→ EXERCISE DETAILS: Lay out the following lines as a numbered list, omitting any blank lines.

──────── DATA TO USE ────────

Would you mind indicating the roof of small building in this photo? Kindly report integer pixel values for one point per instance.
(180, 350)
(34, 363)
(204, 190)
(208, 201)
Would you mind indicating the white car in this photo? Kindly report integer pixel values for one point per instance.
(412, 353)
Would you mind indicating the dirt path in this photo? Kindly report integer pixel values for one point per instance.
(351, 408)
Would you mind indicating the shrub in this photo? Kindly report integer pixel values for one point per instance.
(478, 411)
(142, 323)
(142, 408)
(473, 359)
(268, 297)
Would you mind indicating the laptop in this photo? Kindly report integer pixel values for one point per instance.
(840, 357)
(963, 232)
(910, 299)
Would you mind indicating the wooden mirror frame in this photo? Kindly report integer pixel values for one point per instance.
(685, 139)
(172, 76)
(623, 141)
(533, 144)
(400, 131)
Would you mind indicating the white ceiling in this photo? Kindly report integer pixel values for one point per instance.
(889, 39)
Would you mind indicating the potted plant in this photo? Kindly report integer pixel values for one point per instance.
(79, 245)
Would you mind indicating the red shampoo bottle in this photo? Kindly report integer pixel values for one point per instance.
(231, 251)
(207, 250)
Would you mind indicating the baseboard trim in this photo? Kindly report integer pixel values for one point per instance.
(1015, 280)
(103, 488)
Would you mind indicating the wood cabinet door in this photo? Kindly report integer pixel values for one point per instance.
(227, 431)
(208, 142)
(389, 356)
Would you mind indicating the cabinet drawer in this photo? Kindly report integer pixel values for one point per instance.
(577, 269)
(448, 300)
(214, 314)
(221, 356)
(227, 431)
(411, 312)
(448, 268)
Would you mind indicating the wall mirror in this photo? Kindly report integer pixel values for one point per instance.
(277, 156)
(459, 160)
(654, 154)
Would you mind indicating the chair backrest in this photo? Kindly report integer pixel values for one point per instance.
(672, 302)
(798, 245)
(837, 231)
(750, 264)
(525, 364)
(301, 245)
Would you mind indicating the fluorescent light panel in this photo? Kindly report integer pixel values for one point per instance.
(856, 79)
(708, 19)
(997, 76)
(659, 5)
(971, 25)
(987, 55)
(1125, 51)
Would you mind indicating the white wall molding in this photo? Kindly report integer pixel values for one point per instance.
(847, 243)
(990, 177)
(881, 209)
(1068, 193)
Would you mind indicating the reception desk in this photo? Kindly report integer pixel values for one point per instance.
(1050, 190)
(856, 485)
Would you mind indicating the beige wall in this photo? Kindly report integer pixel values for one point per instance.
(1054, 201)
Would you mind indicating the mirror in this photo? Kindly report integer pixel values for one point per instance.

────────

→ THE REPLY:
1. Would you mind indicating the roof of small building in this photo? Kindly report integer pixel values for one point per instance.
2. (180, 350)
3. (34, 363)
4. (204, 190)
5. (208, 201)
6. Would you mind indicating the white car in this photo? Kindly report integer pixel values for one point per instance.
7. (412, 353)
8. Would you mind indicating the dirt path in this photo? Kindly report integer pixel values for one point per instance.
9. (351, 408)
10. Would you mind indicating the shrub in this photo? Kindly report integer pixel values for one point per instance.
11. (478, 411)
12. (142, 323)
13. (142, 408)
14. (473, 359)
15. (268, 297)
16. Would you mind indicating the laptop in this photo? Kindly report integer pixel values for one point per instance.
17. (840, 357)
18. (963, 232)
19. (910, 299)
20. Would you mind indicating the wooden mirror frame in this photo? Kindly report integer pixel values for one point per instance.
21. (685, 139)
22. (172, 76)
23. (623, 141)
24. (533, 144)
25. (400, 131)
26. Would you mind indicating the white ceiling in this photo? Kindly report integer pixel values for one point per instance.
27. (889, 39)
28. Would you mind indicating the potted plant in this photo? Kindly report integer pixel values for one point per instance.
29. (79, 245)
30. Would you mind indicating the red shampoo bottle in this photo? Kindly report integer pixel values for one point per instance.
31. (231, 251)
32. (207, 250)
33. Would you mind indicating the baseboard trim in this photo? Kindly report integer pixel values for one point per instance.
34. (1015, 280)
35. (103, 488)
36. Would you mind indicating the wood cabinet door in this photo? Kindly report integer pixel values for one point per instance.
37. (227, 431)
38. (208, 142)
39. (389, 356)
40. Would you mind indicating the cabinet drawer in this photo? Kindly report integer pixel values for one point per instance.
41. (577, 269)
42. (448, 300)
43. (214, 314)
44. (221, 356)
45. (227, 431)
46. (411, 312)
47. (448, 268)
48. Would you mind indicating the wall mirror in this photo? Kindly report integer pixel values for one point per instance.
49. (277, 156)
50. (459, 160)
51. (654, 154)
52. Would you mind indicating the chair backrest in this photo? Kindly report integer pixel values for one point per instance.
53. (672, 302)
54. (798, 245)
55. (837, 231)
56. (750, 264)
57. (525, 364)
58. (301, 245)
59. Would you mind indicating the fluorescent light panel in this photo? Kindly report integer pixel values for one point per instance.
60. (856, 79)
61. (708, 19)
62. (997, 76)
63. (659, 5)
64. (971, 25)
65. (987, 55)
66. (1125, 51)
67. Would you mind indicating the white wall molding in this photo? Kindly report integer pixel values for one point per instance.
68. (847, 243)
69. (990, 177)
70. (881, 209)
71. (1068, 193)
72. Would you mind indicating the reception desk in this photo? Kindly report integer pixel values for one point per instance.
73. (1050, 190)
74. (856, 485)
75. Would you mind indicating the beige wall in this photo? Kindly report integer pixel values for one point per instance.
76. (1054, 201)
77. Would you mind indicating the mirror in this photo? Kindly report integer pixel values for one point per instance.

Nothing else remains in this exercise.